=== Stated exercise 1 ===
In the text on architectural glass, where does the future of architectural glass lie as the global economy slows?
=== Stated exercise 2 ===
Duplicate everything in the text on architectural glass from "Glass continues to" down to "in one product.".

[start Document segment]

By Michael Ondrus, Architectural Business Development Manager, Americas, Eastman


Glass continues to dominate the world of architectural design in the United States, even as

external forces such as energy concerns, violent storms, man-made threats and glass breakage must be continually considered. The beauty of glass, with its abilities to let in light and visually connect indoor with outdoor spaces, ensures that glass will always play a significant role in design and sustainable buildings. Enhancements to glass, including the use of high-performance interlayers and coatings ensure that this favored material continues to have a bright and applicable future. But as the global economy slows, the future of architectural glass lies in the concept of multi-functionality, or glass that can achieve a number of design and code driven objectives in one product.

[end Document segment]
[start Extracted data]

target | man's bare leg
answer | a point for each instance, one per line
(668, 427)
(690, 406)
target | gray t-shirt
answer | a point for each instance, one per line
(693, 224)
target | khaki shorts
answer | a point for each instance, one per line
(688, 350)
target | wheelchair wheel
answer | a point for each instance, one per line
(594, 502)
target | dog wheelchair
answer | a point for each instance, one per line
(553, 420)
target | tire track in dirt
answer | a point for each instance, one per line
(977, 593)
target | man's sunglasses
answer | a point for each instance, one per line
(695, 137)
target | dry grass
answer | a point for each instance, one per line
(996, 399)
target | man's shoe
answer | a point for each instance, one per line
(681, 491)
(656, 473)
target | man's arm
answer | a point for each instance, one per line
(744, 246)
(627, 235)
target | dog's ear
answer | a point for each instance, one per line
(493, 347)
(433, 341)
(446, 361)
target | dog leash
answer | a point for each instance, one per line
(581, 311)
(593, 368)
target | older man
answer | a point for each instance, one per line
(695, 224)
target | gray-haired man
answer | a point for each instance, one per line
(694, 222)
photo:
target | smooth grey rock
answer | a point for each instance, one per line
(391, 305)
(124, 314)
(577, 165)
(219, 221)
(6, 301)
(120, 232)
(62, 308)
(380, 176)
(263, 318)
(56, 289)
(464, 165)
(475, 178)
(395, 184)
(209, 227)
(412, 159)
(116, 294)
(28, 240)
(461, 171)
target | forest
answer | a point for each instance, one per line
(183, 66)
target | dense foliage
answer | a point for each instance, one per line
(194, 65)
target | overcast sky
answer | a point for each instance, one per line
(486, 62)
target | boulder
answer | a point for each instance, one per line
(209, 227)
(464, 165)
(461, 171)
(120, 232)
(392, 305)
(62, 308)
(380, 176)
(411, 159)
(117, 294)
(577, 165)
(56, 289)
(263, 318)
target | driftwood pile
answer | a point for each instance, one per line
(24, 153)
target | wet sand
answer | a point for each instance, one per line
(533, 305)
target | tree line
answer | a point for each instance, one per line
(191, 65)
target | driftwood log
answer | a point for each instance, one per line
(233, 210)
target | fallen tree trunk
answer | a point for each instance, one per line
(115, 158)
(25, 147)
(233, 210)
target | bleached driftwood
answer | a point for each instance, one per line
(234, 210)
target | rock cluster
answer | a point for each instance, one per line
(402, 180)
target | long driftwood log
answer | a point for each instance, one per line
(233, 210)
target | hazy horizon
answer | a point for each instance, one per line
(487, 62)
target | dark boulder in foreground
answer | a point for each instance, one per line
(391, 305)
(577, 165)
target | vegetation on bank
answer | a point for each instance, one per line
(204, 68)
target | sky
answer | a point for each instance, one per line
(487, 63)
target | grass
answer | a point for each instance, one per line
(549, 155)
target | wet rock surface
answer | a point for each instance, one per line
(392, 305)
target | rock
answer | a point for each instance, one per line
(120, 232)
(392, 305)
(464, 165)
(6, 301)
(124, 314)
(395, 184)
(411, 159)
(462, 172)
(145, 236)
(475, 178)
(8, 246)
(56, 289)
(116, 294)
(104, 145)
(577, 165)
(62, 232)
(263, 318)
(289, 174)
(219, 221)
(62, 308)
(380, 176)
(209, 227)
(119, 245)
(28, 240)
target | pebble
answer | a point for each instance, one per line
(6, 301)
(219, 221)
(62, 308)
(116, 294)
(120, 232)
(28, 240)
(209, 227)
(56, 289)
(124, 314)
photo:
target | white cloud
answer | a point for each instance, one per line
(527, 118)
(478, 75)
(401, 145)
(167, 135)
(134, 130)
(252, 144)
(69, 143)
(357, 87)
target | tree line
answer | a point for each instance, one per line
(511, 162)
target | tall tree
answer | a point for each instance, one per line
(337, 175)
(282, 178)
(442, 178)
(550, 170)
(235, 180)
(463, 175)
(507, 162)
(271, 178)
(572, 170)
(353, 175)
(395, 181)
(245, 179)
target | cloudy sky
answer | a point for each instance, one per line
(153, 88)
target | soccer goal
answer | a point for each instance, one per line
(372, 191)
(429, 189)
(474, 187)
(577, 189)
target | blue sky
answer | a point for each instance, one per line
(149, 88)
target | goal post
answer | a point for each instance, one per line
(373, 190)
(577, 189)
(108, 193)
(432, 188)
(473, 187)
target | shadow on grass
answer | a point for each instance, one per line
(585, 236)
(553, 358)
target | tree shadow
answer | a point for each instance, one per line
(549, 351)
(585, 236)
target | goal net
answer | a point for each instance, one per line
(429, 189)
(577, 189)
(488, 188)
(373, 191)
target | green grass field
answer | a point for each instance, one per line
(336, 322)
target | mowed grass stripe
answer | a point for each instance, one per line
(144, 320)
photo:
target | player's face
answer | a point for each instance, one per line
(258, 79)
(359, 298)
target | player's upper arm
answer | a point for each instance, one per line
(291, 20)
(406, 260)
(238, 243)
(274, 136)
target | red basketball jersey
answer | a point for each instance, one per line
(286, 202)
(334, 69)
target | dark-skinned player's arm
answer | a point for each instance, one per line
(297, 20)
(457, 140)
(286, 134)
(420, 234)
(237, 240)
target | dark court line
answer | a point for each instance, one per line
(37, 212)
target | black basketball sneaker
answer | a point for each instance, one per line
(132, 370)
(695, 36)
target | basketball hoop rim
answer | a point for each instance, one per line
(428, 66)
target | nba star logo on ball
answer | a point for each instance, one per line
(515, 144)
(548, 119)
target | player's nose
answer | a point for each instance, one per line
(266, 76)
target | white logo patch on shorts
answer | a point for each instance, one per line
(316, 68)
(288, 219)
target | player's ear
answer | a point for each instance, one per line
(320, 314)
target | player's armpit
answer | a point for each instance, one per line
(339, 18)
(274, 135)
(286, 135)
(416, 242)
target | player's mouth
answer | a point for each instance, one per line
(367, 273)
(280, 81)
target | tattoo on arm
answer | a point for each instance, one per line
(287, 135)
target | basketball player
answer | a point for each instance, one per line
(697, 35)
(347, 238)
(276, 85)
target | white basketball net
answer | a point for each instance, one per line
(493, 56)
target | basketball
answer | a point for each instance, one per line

[end Extracted data]

=== Task output 1 ===
It lies in the concept of multi-functionality, or glass that can achieve a number of design and code driven objectives in one product.

=== Task output 2 ===
Glass continues to dominate the world of architectural design in the United States, even as

external forces such as energy concerns, violent storms, man-made threats and glass breakage must be continually considered. The beauty of glass, with its abilities to let in light and visually connect indoor with outdoor spaces, ensures that glass will always play a significant role in design and sustainable buildings. Enhancements to glass, including the use of high-performance interlayers and coatings ensure that this favored material continues to have a bright and applicable future. But as the global economy slows, the future of architectural glass lies in the concept of multi-functionality, or glass that can achieve a number of design and code driven objectives in one product.